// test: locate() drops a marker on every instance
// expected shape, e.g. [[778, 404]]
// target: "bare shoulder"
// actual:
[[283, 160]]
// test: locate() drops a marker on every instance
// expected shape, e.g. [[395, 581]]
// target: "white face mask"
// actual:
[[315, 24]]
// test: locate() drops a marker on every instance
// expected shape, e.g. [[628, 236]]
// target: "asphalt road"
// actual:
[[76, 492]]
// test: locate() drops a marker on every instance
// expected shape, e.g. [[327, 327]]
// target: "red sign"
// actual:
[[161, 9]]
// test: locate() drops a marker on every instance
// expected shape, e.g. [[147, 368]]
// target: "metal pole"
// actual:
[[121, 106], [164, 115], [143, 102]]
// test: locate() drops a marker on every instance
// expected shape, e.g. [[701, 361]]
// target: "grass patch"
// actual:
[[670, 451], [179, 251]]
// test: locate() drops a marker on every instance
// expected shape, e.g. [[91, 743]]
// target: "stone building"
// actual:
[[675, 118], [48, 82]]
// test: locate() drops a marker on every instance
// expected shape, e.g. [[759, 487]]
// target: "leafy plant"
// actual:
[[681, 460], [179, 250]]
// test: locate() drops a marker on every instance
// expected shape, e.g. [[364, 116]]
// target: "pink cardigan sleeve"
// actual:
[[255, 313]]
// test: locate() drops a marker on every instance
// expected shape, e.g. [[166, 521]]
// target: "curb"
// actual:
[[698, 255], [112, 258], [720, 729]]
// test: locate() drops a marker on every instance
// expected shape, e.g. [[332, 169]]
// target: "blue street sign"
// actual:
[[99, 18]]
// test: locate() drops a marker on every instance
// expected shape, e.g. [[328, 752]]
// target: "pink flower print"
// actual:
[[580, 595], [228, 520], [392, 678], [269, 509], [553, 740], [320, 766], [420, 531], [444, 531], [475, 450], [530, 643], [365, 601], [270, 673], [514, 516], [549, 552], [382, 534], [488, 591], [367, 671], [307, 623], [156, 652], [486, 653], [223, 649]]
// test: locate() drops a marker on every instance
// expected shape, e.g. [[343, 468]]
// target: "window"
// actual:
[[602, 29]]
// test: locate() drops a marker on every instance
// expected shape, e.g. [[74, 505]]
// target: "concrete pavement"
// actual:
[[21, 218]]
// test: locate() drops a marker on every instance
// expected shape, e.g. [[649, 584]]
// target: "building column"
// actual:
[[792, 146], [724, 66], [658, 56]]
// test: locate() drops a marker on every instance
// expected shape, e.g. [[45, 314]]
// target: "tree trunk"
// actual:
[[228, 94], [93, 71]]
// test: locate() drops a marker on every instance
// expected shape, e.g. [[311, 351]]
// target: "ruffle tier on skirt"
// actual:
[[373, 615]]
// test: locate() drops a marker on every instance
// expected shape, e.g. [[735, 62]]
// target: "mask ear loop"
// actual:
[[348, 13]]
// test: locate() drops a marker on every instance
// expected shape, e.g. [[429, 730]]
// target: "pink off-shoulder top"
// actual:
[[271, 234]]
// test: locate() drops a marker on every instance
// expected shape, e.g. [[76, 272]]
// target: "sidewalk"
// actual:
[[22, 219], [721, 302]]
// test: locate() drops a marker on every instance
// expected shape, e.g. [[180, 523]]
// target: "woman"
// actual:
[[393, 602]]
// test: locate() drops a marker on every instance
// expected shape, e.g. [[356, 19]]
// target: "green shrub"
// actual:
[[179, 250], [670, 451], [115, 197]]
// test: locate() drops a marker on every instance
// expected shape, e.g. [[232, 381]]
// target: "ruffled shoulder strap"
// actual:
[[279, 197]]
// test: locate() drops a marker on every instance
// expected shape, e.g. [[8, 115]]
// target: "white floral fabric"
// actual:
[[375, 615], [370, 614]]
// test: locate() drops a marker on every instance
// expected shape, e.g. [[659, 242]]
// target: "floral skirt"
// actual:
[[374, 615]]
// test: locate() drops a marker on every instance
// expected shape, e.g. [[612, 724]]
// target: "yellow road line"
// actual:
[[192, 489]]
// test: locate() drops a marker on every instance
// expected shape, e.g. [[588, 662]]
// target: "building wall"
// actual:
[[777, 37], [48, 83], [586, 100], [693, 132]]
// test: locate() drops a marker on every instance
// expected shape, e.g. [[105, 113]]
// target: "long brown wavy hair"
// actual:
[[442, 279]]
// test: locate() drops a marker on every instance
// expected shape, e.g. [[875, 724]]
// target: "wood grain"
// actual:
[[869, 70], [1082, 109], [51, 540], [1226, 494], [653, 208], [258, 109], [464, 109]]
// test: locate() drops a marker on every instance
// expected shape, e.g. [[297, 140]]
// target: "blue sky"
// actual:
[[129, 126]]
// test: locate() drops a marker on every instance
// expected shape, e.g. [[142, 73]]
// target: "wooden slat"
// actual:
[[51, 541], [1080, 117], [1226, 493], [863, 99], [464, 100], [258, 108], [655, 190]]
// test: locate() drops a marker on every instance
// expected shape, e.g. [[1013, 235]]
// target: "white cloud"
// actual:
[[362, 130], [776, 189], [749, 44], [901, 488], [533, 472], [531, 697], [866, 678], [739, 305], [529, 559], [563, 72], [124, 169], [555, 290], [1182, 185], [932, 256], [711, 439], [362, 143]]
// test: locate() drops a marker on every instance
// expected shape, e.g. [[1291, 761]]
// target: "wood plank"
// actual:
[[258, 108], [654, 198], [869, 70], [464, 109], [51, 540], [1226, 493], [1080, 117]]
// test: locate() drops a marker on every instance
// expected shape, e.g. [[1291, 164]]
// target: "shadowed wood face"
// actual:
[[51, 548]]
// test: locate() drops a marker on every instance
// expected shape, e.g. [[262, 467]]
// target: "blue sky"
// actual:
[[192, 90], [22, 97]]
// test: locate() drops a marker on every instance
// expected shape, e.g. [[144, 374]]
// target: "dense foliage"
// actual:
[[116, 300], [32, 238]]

### STATED TASK
Pull out every line above that contains the string "building", matching case exactly.

### CORRECT RESULT
// target: "stone building"
// target: "building column"
// target: "building wall"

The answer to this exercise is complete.